**THE TASKS:**
**A)** Revise the post "Life Hurts": copy everything from "Thus, I feel" down to "Think about it.", putting "bearable" in place of "tolerable".
**B)** Answer these questions from the post "Life Hurts":
(i) On what date was it posted?
(ii) What is its title?
(iii) According to the writer, what can make life hurt more?

**GIVEN TEXT:**
>> begin
Sunday, February 15, 2009

Life Hurts

Life. Life hurts. It's just a fact, pure and simple. It can hurt more if you have expectations that it will hurt less, and it can hurt less if you learn how to numb it. I'm not one for low expectations, and don't necessarily agree that having low expectations is the way to go. For, as I look back through history and single out the men and women who have walked wisely and made a real, positive difference in this world, I see that their greatest moments were not ones marked by "low expectations."

Thus, I feel that it's not low expectations that makes one's life happy and tolerable, but it is instead the person or object of whom or to which one puts their expectations in. Think about it.
>> end
Entries from an annotation dataset:
>> begin
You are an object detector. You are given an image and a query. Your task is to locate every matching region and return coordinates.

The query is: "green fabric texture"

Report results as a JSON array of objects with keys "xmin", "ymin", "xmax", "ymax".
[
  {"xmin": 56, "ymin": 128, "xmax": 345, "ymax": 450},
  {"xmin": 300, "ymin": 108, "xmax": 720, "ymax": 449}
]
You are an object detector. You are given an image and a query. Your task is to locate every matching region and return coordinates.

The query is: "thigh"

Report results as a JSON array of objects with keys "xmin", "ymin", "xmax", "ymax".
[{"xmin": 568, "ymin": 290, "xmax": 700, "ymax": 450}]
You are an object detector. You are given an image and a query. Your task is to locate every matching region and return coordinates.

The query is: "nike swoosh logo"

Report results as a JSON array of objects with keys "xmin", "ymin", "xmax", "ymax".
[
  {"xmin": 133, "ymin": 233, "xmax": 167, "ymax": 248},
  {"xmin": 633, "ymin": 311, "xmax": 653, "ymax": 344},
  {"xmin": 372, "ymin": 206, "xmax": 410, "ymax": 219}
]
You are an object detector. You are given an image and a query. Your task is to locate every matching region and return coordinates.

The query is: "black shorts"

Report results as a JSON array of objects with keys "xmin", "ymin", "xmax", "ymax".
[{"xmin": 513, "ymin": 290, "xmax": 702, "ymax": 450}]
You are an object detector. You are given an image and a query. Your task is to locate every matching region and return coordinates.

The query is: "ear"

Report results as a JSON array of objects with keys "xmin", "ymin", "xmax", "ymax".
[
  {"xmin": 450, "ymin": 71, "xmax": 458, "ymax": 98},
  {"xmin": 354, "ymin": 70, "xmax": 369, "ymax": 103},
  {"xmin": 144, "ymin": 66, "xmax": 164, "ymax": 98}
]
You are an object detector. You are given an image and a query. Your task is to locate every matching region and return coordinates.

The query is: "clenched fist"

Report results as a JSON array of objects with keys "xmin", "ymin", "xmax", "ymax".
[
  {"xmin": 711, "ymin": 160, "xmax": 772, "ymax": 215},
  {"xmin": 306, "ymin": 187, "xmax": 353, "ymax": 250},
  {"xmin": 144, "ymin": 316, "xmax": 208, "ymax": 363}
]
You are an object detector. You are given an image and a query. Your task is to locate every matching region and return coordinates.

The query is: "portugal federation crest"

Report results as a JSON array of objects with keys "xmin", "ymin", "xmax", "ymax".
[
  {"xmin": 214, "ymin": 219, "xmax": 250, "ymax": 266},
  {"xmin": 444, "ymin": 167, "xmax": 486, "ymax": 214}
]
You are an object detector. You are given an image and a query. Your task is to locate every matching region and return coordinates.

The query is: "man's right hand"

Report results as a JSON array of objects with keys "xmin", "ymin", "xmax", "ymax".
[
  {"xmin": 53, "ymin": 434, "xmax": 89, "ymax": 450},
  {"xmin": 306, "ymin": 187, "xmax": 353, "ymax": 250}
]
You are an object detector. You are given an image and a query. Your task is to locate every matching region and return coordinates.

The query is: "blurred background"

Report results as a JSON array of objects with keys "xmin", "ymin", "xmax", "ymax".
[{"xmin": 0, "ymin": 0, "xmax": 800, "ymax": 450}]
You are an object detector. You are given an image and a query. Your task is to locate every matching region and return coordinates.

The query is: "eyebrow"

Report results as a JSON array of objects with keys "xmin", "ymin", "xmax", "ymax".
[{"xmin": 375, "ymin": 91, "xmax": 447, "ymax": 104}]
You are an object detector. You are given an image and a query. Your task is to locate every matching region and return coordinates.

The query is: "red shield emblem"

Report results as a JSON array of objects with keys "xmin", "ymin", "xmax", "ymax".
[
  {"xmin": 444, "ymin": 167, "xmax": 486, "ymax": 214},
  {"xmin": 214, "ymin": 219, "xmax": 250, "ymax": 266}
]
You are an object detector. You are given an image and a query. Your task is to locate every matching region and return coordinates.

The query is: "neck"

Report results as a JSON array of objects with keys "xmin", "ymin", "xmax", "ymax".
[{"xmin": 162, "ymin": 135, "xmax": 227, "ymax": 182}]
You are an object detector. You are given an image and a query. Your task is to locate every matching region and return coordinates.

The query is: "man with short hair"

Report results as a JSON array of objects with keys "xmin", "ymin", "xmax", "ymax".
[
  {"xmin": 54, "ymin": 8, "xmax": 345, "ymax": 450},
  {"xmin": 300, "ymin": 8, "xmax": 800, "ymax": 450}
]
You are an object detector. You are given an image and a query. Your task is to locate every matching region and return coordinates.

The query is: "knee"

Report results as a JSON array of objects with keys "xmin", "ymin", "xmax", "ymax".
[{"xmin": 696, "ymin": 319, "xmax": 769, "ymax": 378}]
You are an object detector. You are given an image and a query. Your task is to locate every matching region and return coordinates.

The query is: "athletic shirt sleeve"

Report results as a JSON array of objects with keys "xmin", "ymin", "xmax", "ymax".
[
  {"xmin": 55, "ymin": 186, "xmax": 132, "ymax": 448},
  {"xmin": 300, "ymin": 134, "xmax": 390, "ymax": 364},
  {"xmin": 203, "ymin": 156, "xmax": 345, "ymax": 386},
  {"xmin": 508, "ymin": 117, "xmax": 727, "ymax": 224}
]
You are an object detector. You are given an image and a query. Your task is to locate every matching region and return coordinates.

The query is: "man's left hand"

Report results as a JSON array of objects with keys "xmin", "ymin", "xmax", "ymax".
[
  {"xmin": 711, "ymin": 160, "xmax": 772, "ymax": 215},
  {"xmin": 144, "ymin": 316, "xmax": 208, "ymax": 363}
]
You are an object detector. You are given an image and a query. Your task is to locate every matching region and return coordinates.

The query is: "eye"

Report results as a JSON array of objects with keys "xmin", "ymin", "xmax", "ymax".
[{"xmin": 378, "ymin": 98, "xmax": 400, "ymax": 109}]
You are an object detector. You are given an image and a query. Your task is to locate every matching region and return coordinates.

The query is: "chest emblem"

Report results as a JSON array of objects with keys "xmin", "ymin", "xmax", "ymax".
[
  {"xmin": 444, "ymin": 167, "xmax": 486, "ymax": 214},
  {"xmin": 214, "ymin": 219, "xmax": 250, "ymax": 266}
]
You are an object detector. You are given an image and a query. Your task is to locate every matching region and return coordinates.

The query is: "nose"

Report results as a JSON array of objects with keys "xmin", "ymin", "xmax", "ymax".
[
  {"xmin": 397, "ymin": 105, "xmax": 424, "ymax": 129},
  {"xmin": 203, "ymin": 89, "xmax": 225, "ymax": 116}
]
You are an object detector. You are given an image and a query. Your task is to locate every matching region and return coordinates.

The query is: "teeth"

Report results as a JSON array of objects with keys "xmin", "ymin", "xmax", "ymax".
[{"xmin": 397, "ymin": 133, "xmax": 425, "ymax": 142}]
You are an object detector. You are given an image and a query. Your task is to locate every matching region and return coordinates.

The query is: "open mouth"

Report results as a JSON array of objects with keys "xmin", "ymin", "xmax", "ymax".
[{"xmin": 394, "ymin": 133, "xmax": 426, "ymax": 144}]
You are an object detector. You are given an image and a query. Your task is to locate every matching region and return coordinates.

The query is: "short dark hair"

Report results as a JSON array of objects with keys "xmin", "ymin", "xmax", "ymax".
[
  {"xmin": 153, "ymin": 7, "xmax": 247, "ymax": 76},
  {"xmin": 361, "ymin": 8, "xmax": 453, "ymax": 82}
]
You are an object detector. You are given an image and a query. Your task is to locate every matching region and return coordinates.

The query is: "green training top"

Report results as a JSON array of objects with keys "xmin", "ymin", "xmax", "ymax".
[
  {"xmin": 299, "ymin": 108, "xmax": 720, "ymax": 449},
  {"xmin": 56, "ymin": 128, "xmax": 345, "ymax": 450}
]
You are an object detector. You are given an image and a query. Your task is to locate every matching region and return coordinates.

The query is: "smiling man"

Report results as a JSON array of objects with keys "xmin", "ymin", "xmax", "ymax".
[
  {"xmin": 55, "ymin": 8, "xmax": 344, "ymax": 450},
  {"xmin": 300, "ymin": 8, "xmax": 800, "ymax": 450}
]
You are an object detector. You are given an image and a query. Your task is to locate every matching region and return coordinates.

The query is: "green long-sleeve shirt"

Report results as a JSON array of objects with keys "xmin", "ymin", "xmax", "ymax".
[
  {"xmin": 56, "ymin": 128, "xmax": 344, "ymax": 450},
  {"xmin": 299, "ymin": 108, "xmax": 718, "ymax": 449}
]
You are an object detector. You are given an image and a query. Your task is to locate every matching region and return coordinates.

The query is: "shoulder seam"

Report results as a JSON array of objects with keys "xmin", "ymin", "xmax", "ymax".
>> end
**EXPECTED ANSWERS:**
**A)**
Thus, I feel that it's not low expectations that makes one's life happy and bearable, but it is instead the person or object of whom or to which one puts their expectations in. Think about it.

**B)**
(i) Sunday, February 15, 2009
(ii) Life Hurts
(iii) Having expectations that it will hurt less